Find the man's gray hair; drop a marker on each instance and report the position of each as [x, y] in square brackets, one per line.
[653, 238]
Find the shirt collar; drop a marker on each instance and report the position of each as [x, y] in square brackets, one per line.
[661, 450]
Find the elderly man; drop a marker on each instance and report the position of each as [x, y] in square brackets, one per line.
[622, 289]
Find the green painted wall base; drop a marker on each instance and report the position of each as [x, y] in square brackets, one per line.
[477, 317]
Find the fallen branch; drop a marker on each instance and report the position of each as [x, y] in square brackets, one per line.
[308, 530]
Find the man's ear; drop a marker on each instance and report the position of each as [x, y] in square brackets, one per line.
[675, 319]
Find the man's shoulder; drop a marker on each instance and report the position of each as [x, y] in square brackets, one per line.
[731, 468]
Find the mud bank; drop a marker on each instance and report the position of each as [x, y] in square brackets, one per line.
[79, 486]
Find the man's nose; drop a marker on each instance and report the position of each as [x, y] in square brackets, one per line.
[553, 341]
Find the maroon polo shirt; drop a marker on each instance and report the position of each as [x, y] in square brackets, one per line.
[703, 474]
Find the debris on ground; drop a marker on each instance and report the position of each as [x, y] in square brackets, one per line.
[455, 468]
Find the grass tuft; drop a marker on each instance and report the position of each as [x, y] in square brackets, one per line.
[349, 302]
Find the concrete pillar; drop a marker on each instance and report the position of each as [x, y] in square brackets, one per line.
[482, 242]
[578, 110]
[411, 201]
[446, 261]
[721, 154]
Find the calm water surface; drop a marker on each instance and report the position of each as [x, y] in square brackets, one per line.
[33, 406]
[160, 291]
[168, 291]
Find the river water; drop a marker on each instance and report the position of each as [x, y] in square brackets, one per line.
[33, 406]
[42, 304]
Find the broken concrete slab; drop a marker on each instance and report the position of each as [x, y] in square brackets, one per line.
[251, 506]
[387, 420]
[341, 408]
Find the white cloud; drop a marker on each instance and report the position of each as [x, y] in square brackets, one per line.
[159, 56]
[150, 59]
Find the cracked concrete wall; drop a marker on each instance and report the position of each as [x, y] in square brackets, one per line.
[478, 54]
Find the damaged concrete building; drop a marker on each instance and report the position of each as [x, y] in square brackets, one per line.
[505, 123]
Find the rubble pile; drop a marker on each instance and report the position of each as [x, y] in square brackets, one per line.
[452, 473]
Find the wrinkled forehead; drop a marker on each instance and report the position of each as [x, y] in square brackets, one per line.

===

*What the exercise asks*
The required output is the exact sequence of lines from the one containing "Find the damaged" through the end of the listing, both endpoints included.

*Written reply*
Find the damaged concrete building; drop a marker on each instance and report the position of each as [x, y] in square brackets, one per line.
[505, 123]
Find the rubble pile; drop a marker on each instance and report the position of each as [x, y] in square brackets, one per line.
[452, 473]
Find the wrinkled forehead; drop a marker on each instance and report the position of each as [x, y] in square brackets, one per line.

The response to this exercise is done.